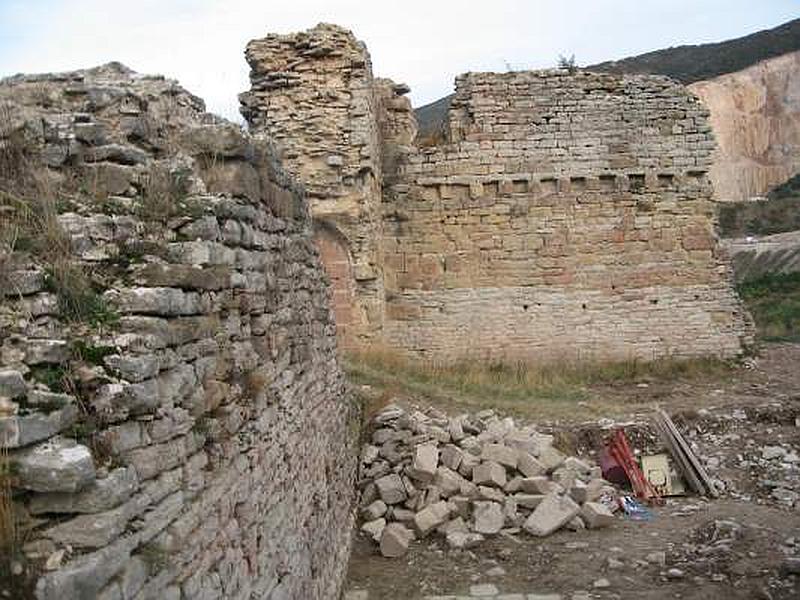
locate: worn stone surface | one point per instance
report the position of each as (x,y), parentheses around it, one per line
(552,233)
(57,465)
(218,448)
(553,512)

• _Task instructions_:
Write out the records again with "stone" switched to "brick" and nothing else changed. Leave the pictures out.

• _Result of this exercise_:
locate: worn brick surface | one point per instance
report the position of each as (x,y), parentheses around it, one per line
(552,233)
(57,465)
(218,448)
(553,512)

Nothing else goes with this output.